Below is a block of data; give all of it again word for word.
— Start EXTRACTED RECORDS —
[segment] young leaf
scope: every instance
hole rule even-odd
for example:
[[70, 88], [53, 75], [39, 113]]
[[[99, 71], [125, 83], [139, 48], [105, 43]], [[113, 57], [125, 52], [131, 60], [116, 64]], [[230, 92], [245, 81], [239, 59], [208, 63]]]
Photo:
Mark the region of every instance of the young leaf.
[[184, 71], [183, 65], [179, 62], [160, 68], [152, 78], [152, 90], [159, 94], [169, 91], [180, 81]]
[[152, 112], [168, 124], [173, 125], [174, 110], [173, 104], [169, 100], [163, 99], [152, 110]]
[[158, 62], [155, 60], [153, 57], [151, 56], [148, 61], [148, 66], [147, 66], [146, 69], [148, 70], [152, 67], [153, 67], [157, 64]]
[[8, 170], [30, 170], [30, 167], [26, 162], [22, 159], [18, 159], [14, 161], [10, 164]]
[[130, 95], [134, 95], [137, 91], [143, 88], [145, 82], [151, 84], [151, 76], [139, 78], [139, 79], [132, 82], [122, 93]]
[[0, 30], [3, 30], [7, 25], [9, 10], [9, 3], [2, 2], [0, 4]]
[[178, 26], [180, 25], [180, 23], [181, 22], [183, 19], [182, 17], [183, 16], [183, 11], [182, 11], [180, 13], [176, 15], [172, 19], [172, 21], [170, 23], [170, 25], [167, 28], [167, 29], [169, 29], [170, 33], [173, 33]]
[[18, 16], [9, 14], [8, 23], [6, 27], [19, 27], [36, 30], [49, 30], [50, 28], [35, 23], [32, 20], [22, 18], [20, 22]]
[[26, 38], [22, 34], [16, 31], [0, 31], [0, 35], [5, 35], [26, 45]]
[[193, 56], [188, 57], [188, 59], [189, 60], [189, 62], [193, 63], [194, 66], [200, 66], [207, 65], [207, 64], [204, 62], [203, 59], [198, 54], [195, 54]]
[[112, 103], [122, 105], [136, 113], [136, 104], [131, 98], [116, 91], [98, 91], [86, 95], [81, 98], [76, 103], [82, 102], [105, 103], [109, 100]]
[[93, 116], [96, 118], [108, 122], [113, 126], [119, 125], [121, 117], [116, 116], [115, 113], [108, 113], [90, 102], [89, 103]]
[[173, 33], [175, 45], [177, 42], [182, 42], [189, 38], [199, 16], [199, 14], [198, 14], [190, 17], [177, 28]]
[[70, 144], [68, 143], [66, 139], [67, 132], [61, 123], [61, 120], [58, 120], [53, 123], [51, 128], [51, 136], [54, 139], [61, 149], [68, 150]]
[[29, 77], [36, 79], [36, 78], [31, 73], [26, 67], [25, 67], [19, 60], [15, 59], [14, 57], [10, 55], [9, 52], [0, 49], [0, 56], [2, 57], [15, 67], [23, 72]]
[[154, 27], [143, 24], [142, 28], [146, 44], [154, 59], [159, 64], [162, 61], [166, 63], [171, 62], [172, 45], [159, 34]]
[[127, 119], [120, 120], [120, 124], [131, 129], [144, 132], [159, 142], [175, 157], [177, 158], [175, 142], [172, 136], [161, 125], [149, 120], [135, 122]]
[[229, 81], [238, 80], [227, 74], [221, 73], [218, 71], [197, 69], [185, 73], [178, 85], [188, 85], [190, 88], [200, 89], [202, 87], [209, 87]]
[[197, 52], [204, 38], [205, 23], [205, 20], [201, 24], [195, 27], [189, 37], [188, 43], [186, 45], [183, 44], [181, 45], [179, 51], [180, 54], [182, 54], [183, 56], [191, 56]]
— End EXTRACTED RECORDS —
WRITTEN SOLUTION:
[segment] young leaf
scope: every instance
hole rule even-odd
for example:
[[70, 88], [53, 75], [39, 113]]
[[[99, 71], [125, 83], [139, 48], [105, 43]], [[113, 57], [125, 52], [131, 60], [116, 64]], [[230, 92], [245, 81], [239, 59], [208, 63]]]
Photo:
Mark the region of every instance of the young leaf.
[[184, 71], [183, 65], [179, 62], [160, 68], [152, 78], [152, 90], [159, 94], [169, 91], [180, 81]]
[[152, 112], [168, 124], [173, 125], [174, 110], [173, 104], [169, 100], [163, 99], [152, 110]]
[[158, 62], [155, 60], [153, 57], [151, 56], [148, 61], [148, 66], [147, 66], [146, 69], [148, 70], [152, 67], [153, 67], [157, 64]]
[[8, 170], [30, 170], [30, 167], [26, 162], [22, 159], [18, 159], [14, 161], [10, 164]]
[[130, 95], [134, 95], [137, 91], [143, 88], [145, 82], [151, 84], [151, 76], [139, 78], [139, 79], [132, 82], [122, 93]]
[[0, 30], [3, 30], [7, 25], [9, 10], [9, 3], [2, 2], [0, 4]]
[[178, 26], [180, 25], [180, 23], [181, 22], [183, 19], [182, 17], [183, 16], [183, 11], [182, 11], [180, 13], [176, 15], [172, 19], [172, 21], [170, 23], [170, 25], [167, 28], [167, 29], [169, 29], [170, 33], [173, 33]]
[[18, 16], [9, 14], [8, 23], [6, 27], [19, 27], [36, 30], [49, 30], [50, 28], [35, 23], [32, 20], [22, 18], [20, 22]]
[[26, 38], [22, 34], [16, 31], [0, 31], [0, 35], [5, 35], [26, 45]]
[[193, 56], [188, 57], [188, 59], [189, 60], [189, 62], [193, 63], [194, 66], [200, 66], [207, 65], [207, 64], [204, 62], [203, 59], [198, 54], [195, 54]]
[[112, 103], [122, 105], [136, 113], [136, 104], [131, 98], [116, 91], [98, 91], [86, 95], [81, 98], [76, 103], [82, 102], [105, 103], [109, 100]]
[[93, 116], [96, 118], [108, 122], [113, 126], [119, 125], [121, 117], [116, 116], [115, 113], [108, 113], [90, 102], [89, 103]]
[[173, 33], [175, 45], [177, 42], [182, 42], [189, 38], [199, 16], [199, 14], [198, 14], [190, 17], [177, 28]]
[[70, 144], [68, 143], [66, 139], [67, 132], [61, 123], [61, 120], [58, 120], [53, 123], [51, 128], [51, 136], [54, 139], [61, 149], [68, 150]]
[[29, 77], [36, 79], [36, 78], [31, 73], [26, 67], [25, 67], [19, 60], [15, 59], [14, 57], [10, 55], [9, 52], [0, 49], [0, 56], [2, 57], [15, 67], [23, 72]]
[[154, 27], [143, 24], [142, 28], [146, 44], [154, 59], [159, 64], [162, 61], [166, 63], [171, 62], [172, 45], [159, 34]]
[[127, 119], [120, 120], [120, 124], [131, 129], [144, 132], [159, 142], [175, 157], [177, 158], [175, 142], [172, 136], [161, 125], [149, 120], [135, 122]]
[[229, 81], [238, 80], [227, 74], [221, 73], [218, 71], [197, 69], [185, 73], [178, 85], [188, 85], [190, 88], [200, 89], [202, 87], [209, 87]]
[[197, 52], [204, 38], [205, 23], [205, 20], [201, 24], [195, 27], [189, 37], [188, 43], [186, 45], [183, 44], [181, 45], [179, 51], [180, 54], [182, 54], [183, 56], [191, 56]]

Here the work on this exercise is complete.